— TASKS TO PERFORM —
A - Decide whether each statement below agrees with the passage on brand erosion after patent expiry. Answer yes or no for each and quote the words of the passage that settle it.
(i) Brand erosion is lowest in the United Kingdom.
(ii) The report came from Datamonitor, described as an independent market analyst.
(iii) The writer concedes that the headline may be more dramatic than the news behind it.
B - Reproduce the passage on brand erosion after patent expiry word for word, starting with "OK, how’s that" and going on through "a little marketing.".

— SOURCE PASSAGE —
=-=-=-=-=

Look out! The brand-name ground crumbles beneath you!

OK, how’s that for a dramatic headline? Perhaps somewhat more dramatic than the actual news from Datamonitor that inspired it, but I’m not above a little marketing.

Anyway, here’s the scoop from the folks at Datamonitor about the effect of brand erosion in the United States and elsewhere when products stumble (or are pushed) over the edge of the patent cliff, in their own words:

U.S. most susceptible to brand erosion post patent expiry

Small molecule brands in the US experience the greatest degree of brand erosion following patent expiry and exposure to direct generic competition, according to a new report from independent market analyst, Datamonitor.

Following the United States, brand erosion is next most severe in the United Kingdom, Germany and France, with brand erosion the lowest in Australia, Italy, Russia, Spain and Japan.

=-=-=-=-=

— ENTRIES SUPPLIED —

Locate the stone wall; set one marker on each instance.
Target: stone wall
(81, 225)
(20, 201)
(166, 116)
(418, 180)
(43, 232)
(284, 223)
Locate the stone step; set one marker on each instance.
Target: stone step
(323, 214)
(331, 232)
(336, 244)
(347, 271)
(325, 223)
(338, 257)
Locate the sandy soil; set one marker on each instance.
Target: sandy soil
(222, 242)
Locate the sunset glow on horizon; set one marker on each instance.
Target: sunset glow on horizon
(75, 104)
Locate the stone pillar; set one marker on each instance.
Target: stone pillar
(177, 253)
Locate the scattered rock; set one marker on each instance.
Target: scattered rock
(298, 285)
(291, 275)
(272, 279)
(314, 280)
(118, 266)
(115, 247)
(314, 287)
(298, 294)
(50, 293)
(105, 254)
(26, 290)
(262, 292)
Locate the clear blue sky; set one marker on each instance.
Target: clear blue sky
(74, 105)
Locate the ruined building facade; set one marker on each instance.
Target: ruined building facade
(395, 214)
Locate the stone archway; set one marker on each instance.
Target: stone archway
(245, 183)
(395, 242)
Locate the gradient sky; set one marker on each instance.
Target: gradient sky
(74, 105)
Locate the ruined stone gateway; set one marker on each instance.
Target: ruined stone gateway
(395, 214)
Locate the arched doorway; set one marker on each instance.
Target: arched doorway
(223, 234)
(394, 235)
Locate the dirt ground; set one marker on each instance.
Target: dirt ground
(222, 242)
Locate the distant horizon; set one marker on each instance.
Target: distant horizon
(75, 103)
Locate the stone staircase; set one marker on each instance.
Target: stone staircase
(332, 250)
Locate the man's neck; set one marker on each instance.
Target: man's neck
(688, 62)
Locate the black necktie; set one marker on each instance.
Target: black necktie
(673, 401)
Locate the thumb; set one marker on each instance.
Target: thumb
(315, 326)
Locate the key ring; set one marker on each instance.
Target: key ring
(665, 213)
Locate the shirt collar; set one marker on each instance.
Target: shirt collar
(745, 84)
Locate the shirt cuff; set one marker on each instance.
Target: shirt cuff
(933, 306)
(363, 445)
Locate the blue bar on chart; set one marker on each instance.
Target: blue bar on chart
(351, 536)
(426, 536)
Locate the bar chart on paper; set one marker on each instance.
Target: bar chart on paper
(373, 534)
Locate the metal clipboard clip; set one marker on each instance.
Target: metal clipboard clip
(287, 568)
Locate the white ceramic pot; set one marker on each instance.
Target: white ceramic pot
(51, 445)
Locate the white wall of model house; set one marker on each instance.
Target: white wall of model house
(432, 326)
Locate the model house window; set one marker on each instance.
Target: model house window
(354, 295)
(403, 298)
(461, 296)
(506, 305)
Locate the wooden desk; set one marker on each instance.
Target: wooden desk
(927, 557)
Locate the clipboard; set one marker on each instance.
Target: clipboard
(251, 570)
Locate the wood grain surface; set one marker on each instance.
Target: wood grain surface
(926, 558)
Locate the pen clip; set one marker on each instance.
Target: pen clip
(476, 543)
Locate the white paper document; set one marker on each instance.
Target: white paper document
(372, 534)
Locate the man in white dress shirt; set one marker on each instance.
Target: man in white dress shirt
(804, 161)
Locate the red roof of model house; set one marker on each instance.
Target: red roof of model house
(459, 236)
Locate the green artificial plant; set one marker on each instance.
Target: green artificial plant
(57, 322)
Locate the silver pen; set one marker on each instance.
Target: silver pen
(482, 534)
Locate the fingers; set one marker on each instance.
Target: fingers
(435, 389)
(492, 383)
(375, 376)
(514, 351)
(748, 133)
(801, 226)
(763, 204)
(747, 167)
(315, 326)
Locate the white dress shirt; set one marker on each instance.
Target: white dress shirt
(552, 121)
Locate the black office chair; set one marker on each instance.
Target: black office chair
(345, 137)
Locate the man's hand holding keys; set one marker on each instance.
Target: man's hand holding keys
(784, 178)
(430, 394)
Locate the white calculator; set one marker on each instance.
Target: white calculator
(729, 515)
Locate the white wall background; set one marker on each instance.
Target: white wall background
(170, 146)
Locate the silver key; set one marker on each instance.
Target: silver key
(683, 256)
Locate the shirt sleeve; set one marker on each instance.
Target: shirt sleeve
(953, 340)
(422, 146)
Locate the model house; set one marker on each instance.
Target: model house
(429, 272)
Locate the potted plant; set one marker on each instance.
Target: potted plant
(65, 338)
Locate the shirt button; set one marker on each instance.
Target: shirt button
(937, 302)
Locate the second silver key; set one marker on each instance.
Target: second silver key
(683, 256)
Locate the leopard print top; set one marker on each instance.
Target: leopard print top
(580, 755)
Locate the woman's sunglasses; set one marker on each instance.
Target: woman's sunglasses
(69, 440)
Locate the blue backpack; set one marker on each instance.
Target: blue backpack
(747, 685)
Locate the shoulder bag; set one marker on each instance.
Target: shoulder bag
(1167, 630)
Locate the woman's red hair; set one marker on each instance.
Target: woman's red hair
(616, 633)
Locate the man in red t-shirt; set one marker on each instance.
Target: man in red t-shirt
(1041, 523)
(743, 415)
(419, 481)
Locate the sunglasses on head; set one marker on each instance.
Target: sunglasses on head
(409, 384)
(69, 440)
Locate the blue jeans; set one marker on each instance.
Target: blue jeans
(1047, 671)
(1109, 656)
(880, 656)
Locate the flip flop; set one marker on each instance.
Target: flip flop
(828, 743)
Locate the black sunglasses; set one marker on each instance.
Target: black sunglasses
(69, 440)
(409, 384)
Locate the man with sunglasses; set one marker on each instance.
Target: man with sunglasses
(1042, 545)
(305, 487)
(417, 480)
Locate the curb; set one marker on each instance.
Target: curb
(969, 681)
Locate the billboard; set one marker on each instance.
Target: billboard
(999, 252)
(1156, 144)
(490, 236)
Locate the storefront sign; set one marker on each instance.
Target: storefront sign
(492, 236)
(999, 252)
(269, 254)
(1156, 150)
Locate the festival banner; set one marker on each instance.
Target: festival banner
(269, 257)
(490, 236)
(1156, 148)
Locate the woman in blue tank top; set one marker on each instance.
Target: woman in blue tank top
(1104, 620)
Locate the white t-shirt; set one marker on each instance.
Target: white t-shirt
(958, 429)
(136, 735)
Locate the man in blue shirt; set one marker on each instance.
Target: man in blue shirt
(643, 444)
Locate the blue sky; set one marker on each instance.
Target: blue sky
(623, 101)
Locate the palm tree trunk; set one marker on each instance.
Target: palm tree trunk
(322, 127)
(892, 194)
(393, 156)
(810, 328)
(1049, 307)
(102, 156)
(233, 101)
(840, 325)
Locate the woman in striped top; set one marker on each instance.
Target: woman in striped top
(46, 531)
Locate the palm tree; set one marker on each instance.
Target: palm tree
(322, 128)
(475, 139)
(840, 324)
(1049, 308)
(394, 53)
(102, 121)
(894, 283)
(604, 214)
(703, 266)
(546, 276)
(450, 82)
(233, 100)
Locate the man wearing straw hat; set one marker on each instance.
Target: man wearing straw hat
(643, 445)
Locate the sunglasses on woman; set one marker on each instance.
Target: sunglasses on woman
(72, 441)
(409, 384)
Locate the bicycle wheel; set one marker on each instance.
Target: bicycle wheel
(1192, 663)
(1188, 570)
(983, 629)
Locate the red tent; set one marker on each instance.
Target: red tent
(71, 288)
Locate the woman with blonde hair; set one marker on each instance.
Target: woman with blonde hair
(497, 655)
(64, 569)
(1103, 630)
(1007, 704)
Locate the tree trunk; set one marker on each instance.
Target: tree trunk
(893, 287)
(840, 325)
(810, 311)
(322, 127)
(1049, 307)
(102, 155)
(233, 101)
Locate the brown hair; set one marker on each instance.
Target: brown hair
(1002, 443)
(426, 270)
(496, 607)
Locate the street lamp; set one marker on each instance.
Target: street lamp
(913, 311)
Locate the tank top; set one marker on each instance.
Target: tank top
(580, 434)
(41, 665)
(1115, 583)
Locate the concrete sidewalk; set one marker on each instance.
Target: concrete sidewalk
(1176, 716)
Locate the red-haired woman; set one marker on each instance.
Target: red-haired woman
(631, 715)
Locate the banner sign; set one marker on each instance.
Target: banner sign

=-=-=-=-=

— RESULTS OF THE TASKS —
A -
(i) No: "Following the United States, brand erosion is next most severe in the United Kingdom, Germany and France"
(ii) Yes: "a new report from independent market analyst, Datamonitor"
(iii) Yes: "Perhaps somewhat more dramatic than the actual news from Datamonitor that inspired it"

B -
OK, how’s that for a dramatic headline? Perhaps somewhat more dramatic than the actual news from Datamonitor that inspired it, but I’m not above a little marketing.